= AUFGABE 1 =
Wie viele Liter Kaffee trinkt laut dem Text über Kaffeepreise jeder Deutsche im Schnitt pro Jahr?

= SEITENTEXT =
:::
Stellen Sie sich vor: Sie wachen morgen früh auf, stehen auf, duschen und gehen in die Küche und – es ist kein Kaffee mehr da! Weder in der Maschine noch im Vorratsschrank noch im Café um die Ecke oder im Büro. Das wäre ein massiver Angriff auf unser Wohlbefinden, unsere Arbeitskraft und unseren Lifestyle. Das BIP würde sich halbieren.
Ganz so schlimm kommt es momentan nicht, doch schlimm genug. Die großen Kaffeeröster haben angekündigt, dass sie massiv die Kaffeepreise erhöhen werden. Zwischen 50 Cent und 1,30 € mehr pro Pfund, das dann so gegen 7 Euro kosten wird. Das sind schlimmstenfalls knapp 20 Prozent Preissteigerung. Heftig. Was wird passieren?
Dasselbe wie beim davongaloppierenden Benzinpreis. So gut wie nichts. Bei Benzin und Kaffee sind wir knallhart. Wir klagen, wir jammern und zahlen am Ende doch jeden Preis. Denn ohne ist das kein Leben. Oder würden Sie auch nur auf eine einzige Tasse am Tag verzichten, bloß weil Kaffee nun so teuer wird? Keine rhetorische Frage; würde mich wirklich mal interessieren. Ich könnte wetten: Alle beklagen die hohen Preise und alle trinken munter weiter. Wer sind „alle“?
Laut Statista sind es 76 Prozent der deutschen Bevölkerung zwischen 18 und 64 Jahren, die regelmäßig Kaffee trinken. Eine beeindruckende Mehrheit! Die Mengen, die wir dabei wegtrinken, sind schwindelerregend. Weltweit werden jährlich 172 Millionen Säcke Kaffee verkauft – ein Sack hat 60 Kilo. Im Schnitt trinkt jeder Deutsche knapp 170 Liter Kaffee im Jahr. Das sind 1.344 Tassen à 125 Milliliter oder grob dreieinhalb Tassen am Tag. Doch da diese Menge auf rund 80 Mio. Deutsche bezogen ist und bekanntlich „nur“ 76 Prozent davon Kaffee trinken, liegt die tägliche Menge schätzungsweise eher bei fünf Tassen – und auch dieser Durchschnitt verharmlost die Menge. Denn „Durchschnitt“ bedeutet, dass viele sehr viel mehr als den Durchschnitt trinken. Sie rechnen selbst auch nicht in Tassen, sondern in Bürobechern. Die Kaffeesucht im Management ist aktenkundig, die Entziehungskuren ähneln in ihrer Entzugssymptomatik und -dramatik denen harter Drogen.
:::
= VORLIEGENDE EINTRÄGE =
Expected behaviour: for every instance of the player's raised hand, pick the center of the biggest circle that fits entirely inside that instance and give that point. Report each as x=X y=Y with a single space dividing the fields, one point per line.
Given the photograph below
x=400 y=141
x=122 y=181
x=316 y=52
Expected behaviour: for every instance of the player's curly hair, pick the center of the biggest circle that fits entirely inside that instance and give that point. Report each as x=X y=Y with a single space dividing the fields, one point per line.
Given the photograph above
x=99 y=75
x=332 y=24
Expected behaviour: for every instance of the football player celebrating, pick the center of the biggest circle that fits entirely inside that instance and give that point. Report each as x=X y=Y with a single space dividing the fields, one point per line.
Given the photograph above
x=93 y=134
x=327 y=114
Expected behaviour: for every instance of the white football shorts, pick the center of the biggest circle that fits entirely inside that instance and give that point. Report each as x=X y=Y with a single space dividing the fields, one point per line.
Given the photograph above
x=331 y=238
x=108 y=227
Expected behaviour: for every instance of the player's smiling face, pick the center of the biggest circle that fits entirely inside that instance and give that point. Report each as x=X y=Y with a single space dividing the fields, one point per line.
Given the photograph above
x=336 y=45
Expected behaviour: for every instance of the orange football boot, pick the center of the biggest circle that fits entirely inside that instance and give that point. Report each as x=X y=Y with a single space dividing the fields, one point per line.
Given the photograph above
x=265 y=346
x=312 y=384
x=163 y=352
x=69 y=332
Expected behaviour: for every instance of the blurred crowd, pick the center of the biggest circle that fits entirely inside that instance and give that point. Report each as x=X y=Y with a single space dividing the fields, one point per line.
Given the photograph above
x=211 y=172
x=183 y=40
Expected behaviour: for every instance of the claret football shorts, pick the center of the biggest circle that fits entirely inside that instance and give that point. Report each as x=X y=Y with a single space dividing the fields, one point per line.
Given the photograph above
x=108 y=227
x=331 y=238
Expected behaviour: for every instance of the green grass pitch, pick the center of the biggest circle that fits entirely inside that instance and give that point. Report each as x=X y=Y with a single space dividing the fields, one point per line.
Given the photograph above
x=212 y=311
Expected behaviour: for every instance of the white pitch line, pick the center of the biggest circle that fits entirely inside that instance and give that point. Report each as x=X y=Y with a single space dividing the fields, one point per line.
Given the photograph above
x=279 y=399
:::
= AUFGABE 2 =
Wiederhole unverändert die Zeilen der Einträge, beginnend mit der Zeile mit „Expected behaviour: for every instance of the white pitch“ und weiter bis zum Ende der Einträge.

= ANTWORT 1 =
Knapp 170 Liter.

= ANTWORT 2 =
Expected behaviour: for every instance of the white pitch line, pick the center of the biggest circle that fits entirely inside that instance and give that point. Report each as x=X y=Y with a single space dividing the fields, one point per line.
Given the photograph above
x=279 y=399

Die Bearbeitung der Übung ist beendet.